### ENTRIES PROVIDED ###

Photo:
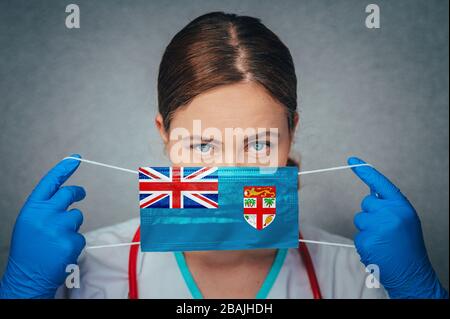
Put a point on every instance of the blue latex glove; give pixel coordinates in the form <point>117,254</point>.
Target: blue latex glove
<point>45,238</point>
<point>390,236</point>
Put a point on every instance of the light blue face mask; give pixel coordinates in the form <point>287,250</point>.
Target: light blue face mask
<point>218,208</point>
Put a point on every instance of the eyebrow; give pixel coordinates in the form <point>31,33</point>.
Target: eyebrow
<point>266,133</point>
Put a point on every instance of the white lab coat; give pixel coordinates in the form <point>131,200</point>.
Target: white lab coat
<point>104,272</point>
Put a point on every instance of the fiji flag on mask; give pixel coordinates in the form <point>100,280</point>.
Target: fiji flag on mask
<point>218,208</point>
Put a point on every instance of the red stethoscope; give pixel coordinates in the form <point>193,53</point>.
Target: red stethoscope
<point>134,250</point>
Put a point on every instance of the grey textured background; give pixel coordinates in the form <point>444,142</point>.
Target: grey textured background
<point>379,94</point>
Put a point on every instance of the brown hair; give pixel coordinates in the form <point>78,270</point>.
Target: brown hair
<point>221,48</point>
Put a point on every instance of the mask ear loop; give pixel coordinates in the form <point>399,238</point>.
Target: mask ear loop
<point>299,173</point>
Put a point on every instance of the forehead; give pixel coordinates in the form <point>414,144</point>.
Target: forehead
<point>241,105</point>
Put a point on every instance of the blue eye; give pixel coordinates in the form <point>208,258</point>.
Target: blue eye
<point>204,147</point>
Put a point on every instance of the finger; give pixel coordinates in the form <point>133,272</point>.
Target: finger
<point>79,242</point>
<point>66,196</point>
<point>50,183</point>
<point>363,220</point>
<point>370,203</point>
<point>376,181</point>
<point>70,220</point>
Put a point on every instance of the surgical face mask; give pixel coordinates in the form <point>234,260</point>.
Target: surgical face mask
<point>218,208</point>
<point>235,208</point>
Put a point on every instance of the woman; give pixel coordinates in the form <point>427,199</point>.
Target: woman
<point>227,71</point>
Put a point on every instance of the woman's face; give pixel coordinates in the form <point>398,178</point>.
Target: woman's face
<point>235,125</point>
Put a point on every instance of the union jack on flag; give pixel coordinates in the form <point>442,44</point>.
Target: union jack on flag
<point>178,187</point>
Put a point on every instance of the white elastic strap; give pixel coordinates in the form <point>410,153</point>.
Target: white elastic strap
<point>300,240</point>
<point>300,173</point>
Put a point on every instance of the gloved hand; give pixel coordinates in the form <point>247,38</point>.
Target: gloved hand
<point>45,238</point>
<point>391,237</point>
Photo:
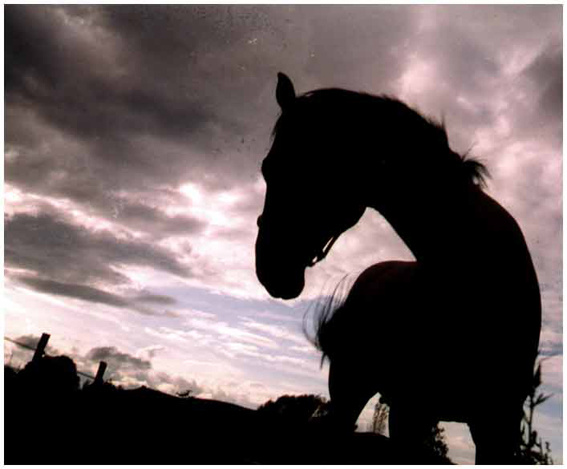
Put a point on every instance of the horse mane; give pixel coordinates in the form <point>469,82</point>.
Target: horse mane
<point>327,309</point>
<point>320,102</point>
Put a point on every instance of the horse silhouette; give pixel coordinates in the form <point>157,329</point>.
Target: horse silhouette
<point>454,334</point>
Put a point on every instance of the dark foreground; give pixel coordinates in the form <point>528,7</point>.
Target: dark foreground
<point>108,425</point>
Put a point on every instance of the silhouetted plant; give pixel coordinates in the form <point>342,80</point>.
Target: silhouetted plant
<point>297,410</point>
<point>379,418</point>
<point>435,441</point>
<point>533,450</point>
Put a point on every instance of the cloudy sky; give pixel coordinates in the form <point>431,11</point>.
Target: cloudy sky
<point>133,142</point>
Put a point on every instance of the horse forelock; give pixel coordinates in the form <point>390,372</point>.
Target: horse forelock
<point>315,108</point>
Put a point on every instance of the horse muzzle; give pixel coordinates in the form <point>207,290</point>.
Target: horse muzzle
<point>281,273</point>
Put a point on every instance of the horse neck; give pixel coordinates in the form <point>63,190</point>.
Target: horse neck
<point>438,228</point>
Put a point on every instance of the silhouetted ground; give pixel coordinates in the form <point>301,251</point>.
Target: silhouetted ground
<point>48,420</point>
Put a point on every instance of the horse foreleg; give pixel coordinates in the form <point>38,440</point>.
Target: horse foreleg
<point>410,427</point>
<point>349,394</point>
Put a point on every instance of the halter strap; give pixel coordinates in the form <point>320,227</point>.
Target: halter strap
<point>324,251</point>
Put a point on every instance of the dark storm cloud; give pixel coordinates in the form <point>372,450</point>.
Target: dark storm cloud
<point>156,299</point>
<point>116,359</point>
<point>64,252</point>
<point>82,292</point>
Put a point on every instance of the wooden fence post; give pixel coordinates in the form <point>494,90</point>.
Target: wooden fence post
<point>40,349</point>
<point>100,373</point>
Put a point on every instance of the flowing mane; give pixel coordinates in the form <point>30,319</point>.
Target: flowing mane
<point>318,103</point>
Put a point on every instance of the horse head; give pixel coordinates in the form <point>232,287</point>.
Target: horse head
<point>310,198</point>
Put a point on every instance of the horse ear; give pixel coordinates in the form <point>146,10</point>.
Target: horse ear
<point>285,94</point>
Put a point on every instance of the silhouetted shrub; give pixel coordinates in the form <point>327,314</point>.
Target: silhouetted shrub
<point>296,410</point>
<point>532,449</point>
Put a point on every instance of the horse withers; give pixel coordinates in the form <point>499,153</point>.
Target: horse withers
<point>450,336</point>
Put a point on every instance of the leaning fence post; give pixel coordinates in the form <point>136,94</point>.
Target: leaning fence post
<point>40,349</point>
<point>100,373</point>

###

STATED GOAL:
Copy out all of the entries above word for word, leaving out the pictures.

EXERCISE ANSWER:
Photo:
Put a point on every instance of the blue latex glove; give pixel coordinates in the form <point>117,254</point>.
Target: blue latex glove
<point>45,238</point>
<point>390,236</point>
Put a point on every instance of the light blue face mask; give pixel coordinates in the form <point>287,250</point>.
Target: light blue face mask
<point>218,208</point>
Put a point on every instance of the eyebrow; give pixel coordinates in the form <point>31,33</point>.
Target: eyebrow
<point>266,133</point>
Put a point on every instance of the white lab coat; give pixel coordinates in the form <point>131,200</point>.
Target: white lab coat
<point>104,272</point>
Put a point on every instance of the fiji flag on mask; give pixel coordinates in the form <point>100,280</point>.
Target: fiji flag on mask
<point>218,208</point>
Put a point on every instance of the red stethoscope; give pixel coordinates in the form <point>193,53</point>.
Target: red stethoscope
<point>134,250</point>
Put a point on every instance of the grey textured background; give pixel coordinates in the form <point>444,142</point>.
Target: grey textured background
<point>379,94</point>
Put a point on every instance of the brown hair; give pixel coordinates in the form <point>78,270</point>.
Target: brown hair
<point>221,48</point>
Put a point on every instance of the mask ear loop; give pixel coordinates in the form <point>399,238</point>.
Target: mask ear loop
<point>299,173</point>
Put a point on every instance of the forehead; give pixel coordinates in the form <point>414,144</point>.
Target: forehead
<point>241,105</point>
Put a point on every instance of the blue eye; give pixel coordinates in the form <point>208,258</point>.
Target: blue eye
<point>204,147</point>
Put a point on every instance of the finger; give pixel coordinates in the form <point>133,272</point>.
Target: finger
<point>79,242</point>
<point>66,196</point>
<point>50,183</point>
<point>363,220</point>
<point>370,203</point>
<point>376,181</point>
<point>70,220</point>
Put a point on every instance of the surgical face mask; give pixel coordinates in the form <point>234,260</point>.
Target: surgical face mask
<point>218,208</point>
<point>235,208</point>
Put a point on every instance of the woman; give pixel coordinates in the form <point>427,199</point>.
Target: woman
<point>227,71</point>
Put a point on every instance of the woman's face; give pixel coordinates in the form <point>398,178</point>.
Target: woman's face
<point>235,125</point>
Put a point on every instance of the union jack on flag; give pixel coordinates in the form <point>442,44</point>.
Target: union jack on flag
<point>178,187</point>
Put a point on every instance of the white elastic strap; give pixel coordinates in the form <point>410,153</point>.
Target: white elastic strap
<point>300,240</point>
<point>300,173</point>
Put a point on every instance of the gloved hand; give pixel coordinates in the form <point>247,38</point>.
Target: gloved hand
<point>45,238</point>
<point>391,237</point>
Photo:
Put a point on every instance of the horse mane; give pixel coordinates in the form <point>469,82</point>.
Target: horse mane
<point>327,309</point>
<point>320,102</point>
Put a point on every instance of the horse silhouette; give pixel coordinates in the form <point>157,329</point>.
Target: horse silhouette
<point>454,334</point>
Put a point on every instance of the dark foreground; give pixel coordinates in the form <point>528,7</point>.
Target: dark foreground
<point>108,425</point>
Put a point on every instance of the silhouetted plant; give pixel coordinates in the form <point>342,80</point>.
Target: silhouetted plant
<point>297,410</point>
<point>379,418</point>
<point>435,441</point>
<point>533,450</point>
Put a point on every instance of the cloudy sky; give pixel coordinates in the form <point>431,11</point>.
Target: cloudy sky
<point>133,142</point>
Put a point on every instance of the horse forelock; give pixel coordinates in the form <point>390,372</point>.
Target: horse forelock
<point>315,108</point>
Put a point on every instance of the horse muzzle; give pixel coordinates in the form <point>207,290</point>.
Target: horse muzzle
<point>281,273</point>
Put a point on every instance of the horse neck; give pixel coordinates in the form <point>63,190</point>.
Target: horse neck
<point>438,228</point>
Put a point on every instance of the silhouetted ground; give pixel coordinates in the form <point>301,251</point>.
Target: silhouetted ground
<point>48,420</point>
Put a point on every instance of the horse foreleg; give pixel coordinates in the form <point>38,440</point>.
Target: horse foreleg
<point>410,427</point>
<point>349,394</point>
Put a point on every instance of the halter strap; give pixel coordinates in the form <point>320,227</point>.
Target: halter strap
<point>324,251</point>
Put a point on every instance of the dark storm cloud; give pixel coordinates in the form <point>372,450</point>.
Target: dark storm cloud
<point>156,299</point>
<point>116,359</point>
<point>64,252</point>
<point>82,292</point>
Put a point on every instance of the wooden fence post; give pixel coordinates in the form <point>494,90</point>.
Target: wooden fence post
<point>40,349</point>
<point>100,373</point>
Put a point on every instance of the flowing mane; give pixel coordinates in the form <point>30,319</point>.
Target: flowing mane
<point>318,103</point>
Put a point on every instance of the horse head; give pixel coordinates in the form <point>232,287</point>.
Target: horse head
<point>310,198</point>
Put a point on every instance of the horse ear; give pixel coordinates in the form <point>146,10</point>.
Target: horse ear
<point>285,94</point>
Put a point on every instance of the silhouetted shrub; give pixel coordinates in the form <point>327,314</point>.
Target: silhouetted shrub
<point>296,410</point>
<point>532,449</point>
Put a point on every instance of the horse withers; give pixel coordinates in the form <point>499,153</point>.
Target: horse withers
<point>450,336</point>
Put a point on every instance of the leaning fence post; give pixel coordinates in the form <point>136,94</point>.
Target: leaning fence post
<point>40,349</point>
<point>100,373</point>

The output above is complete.